Prompt.
Word for word, give again the line holding "Query: eroded ground" and each line after it to the end of the listing below.
===== Source data
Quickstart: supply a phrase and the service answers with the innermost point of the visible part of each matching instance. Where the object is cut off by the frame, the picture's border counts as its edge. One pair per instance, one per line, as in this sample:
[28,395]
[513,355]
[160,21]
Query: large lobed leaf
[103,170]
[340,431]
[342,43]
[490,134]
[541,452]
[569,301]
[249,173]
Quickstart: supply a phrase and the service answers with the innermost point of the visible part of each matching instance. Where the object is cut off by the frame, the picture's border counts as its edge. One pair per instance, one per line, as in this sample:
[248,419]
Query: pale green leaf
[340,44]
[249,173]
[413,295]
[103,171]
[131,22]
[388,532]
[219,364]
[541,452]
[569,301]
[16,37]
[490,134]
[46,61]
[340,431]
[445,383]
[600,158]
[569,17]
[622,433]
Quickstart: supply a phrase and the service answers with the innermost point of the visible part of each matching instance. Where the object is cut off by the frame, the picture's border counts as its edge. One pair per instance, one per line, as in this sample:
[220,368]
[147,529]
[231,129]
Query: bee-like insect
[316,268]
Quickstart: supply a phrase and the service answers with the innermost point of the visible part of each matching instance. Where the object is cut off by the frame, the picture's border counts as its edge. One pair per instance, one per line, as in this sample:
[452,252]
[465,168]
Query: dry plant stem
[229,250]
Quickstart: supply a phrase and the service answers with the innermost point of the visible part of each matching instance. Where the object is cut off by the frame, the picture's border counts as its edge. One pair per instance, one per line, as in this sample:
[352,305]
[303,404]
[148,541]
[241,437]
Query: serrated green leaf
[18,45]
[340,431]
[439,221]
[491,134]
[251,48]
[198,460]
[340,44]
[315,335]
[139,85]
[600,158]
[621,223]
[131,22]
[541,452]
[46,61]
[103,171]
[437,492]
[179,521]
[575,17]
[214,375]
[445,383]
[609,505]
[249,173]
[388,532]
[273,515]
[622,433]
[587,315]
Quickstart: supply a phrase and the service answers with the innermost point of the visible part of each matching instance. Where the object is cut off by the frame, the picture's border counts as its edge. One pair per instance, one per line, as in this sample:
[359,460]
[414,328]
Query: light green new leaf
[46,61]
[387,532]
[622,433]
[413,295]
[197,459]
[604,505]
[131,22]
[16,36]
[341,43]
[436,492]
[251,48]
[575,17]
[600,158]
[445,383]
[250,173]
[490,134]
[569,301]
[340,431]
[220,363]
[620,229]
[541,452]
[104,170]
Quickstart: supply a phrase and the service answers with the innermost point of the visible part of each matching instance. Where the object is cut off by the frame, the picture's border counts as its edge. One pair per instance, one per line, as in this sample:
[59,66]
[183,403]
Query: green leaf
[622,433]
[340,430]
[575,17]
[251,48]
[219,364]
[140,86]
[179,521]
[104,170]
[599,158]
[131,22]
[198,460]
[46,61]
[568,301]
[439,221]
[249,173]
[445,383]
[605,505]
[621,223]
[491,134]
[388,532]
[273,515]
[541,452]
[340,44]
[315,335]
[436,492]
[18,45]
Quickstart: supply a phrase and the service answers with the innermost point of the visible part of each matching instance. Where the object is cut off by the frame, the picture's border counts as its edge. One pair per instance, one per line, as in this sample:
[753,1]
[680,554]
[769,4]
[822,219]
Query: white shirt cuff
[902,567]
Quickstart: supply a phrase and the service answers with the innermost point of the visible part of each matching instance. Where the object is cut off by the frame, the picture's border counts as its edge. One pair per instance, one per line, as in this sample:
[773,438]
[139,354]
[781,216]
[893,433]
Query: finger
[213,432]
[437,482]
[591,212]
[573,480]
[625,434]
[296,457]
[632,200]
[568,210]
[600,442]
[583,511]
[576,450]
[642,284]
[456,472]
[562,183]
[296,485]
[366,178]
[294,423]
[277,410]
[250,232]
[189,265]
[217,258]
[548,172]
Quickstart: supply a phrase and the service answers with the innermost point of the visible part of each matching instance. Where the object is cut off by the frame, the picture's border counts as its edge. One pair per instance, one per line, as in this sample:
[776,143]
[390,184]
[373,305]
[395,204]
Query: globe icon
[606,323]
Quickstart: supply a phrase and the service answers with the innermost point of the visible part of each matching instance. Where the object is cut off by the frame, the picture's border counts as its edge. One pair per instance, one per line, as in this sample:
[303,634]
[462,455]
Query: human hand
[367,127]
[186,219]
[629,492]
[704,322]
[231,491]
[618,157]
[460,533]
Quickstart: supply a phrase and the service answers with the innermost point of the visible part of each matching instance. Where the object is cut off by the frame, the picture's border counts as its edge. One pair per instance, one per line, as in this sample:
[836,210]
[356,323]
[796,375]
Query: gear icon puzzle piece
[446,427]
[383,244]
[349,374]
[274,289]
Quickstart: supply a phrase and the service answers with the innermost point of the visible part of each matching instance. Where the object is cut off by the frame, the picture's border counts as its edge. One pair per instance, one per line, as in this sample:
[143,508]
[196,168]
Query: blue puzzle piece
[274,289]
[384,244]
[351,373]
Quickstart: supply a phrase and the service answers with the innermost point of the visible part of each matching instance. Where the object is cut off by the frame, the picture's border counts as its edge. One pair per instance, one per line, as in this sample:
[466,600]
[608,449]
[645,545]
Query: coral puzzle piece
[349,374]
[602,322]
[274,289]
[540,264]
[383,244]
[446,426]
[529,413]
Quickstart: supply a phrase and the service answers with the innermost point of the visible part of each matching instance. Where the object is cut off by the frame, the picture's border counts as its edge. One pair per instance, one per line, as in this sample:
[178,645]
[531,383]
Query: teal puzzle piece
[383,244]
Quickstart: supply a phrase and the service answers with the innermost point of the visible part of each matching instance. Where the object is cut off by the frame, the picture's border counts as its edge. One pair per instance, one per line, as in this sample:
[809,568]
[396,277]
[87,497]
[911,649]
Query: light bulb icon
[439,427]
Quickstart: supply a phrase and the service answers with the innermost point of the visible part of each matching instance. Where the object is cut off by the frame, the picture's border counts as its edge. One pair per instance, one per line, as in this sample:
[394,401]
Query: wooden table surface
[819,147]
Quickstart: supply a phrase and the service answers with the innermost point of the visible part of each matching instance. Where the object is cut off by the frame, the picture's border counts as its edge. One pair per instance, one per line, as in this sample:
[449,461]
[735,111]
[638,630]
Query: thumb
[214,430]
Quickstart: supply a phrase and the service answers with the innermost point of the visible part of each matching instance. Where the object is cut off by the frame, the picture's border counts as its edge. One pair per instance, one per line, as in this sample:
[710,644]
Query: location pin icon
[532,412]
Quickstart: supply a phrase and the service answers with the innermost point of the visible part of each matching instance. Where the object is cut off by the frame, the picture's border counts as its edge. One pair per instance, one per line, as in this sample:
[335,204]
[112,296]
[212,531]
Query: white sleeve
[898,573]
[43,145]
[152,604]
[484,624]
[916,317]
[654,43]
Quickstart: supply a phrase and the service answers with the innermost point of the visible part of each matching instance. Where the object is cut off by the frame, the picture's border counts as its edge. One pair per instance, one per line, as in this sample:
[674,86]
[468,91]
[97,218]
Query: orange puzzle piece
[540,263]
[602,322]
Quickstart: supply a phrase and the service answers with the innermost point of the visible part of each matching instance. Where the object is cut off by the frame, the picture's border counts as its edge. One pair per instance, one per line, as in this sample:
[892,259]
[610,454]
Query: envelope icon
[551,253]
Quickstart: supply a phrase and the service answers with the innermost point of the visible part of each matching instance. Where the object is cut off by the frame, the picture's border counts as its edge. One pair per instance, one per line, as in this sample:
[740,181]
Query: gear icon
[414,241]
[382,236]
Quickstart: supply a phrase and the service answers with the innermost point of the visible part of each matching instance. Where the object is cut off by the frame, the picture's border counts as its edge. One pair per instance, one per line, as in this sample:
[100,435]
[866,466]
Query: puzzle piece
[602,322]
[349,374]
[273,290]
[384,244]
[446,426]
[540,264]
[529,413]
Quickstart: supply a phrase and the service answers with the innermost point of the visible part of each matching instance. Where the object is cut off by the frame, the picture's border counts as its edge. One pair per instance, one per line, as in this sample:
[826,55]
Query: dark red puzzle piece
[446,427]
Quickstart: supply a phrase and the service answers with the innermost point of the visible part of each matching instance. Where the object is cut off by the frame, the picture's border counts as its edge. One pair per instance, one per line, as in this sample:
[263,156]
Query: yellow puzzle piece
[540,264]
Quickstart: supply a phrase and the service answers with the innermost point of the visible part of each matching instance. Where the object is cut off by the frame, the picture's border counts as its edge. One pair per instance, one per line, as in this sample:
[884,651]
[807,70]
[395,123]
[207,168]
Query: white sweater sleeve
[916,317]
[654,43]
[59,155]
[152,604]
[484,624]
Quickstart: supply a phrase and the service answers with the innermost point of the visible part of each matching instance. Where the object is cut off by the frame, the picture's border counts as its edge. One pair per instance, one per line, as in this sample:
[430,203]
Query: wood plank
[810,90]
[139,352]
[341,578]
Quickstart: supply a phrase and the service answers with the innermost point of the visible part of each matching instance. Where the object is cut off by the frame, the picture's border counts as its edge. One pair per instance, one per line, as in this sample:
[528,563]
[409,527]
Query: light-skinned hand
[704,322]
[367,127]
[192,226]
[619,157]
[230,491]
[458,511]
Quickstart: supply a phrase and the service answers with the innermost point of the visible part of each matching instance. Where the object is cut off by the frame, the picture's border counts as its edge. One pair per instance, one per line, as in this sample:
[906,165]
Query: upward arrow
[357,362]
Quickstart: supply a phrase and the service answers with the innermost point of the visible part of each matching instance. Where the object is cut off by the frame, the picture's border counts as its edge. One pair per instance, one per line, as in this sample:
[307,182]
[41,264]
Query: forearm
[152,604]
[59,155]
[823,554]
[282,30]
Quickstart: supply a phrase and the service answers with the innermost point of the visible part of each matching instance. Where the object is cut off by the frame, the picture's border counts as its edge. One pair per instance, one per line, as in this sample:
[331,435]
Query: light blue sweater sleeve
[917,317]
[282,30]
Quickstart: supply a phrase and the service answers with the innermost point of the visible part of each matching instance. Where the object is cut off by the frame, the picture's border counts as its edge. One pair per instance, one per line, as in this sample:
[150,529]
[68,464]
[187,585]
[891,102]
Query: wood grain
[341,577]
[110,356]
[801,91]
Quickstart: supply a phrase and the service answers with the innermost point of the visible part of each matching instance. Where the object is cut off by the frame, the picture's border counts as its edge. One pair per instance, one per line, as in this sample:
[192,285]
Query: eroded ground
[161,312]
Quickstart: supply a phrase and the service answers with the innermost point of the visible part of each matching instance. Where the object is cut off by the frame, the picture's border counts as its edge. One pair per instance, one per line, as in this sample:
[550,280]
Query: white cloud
==========
Response to the exercise.
Query: eroded ground
[161,312]
Quickstart: supply a phrase and the service answers with the innermost point of the visible part of each matching instance. Where the object is cut off by the frame, the picture's border counts as its edge. One pair per instance, one per line, as in this sample:
[550,280]
Query: white cloud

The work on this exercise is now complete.